Saved entries:

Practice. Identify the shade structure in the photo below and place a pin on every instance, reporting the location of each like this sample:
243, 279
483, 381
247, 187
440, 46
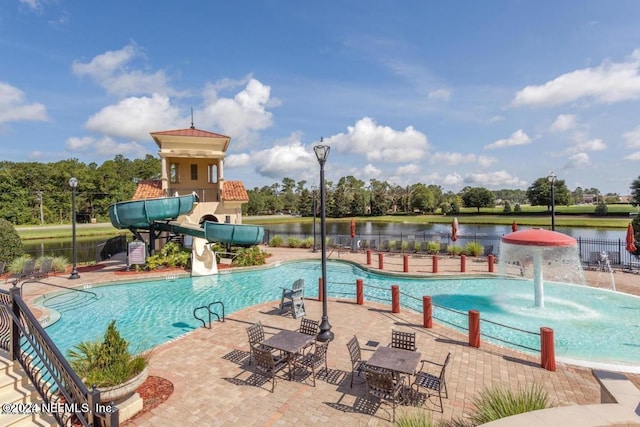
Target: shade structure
454, 229
539, 237
631, 240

→ **What you will do**:
Leaving the images out, print the records above exactly.

→ **Finished task**:
Practice. Identify the shade structure in the photo below and place a pin on every instance, reporting the location of each like this sample:
243, 279
483, 381
247, 187
440, 46
Target: shade structure
454, 229
539, 237
631, 240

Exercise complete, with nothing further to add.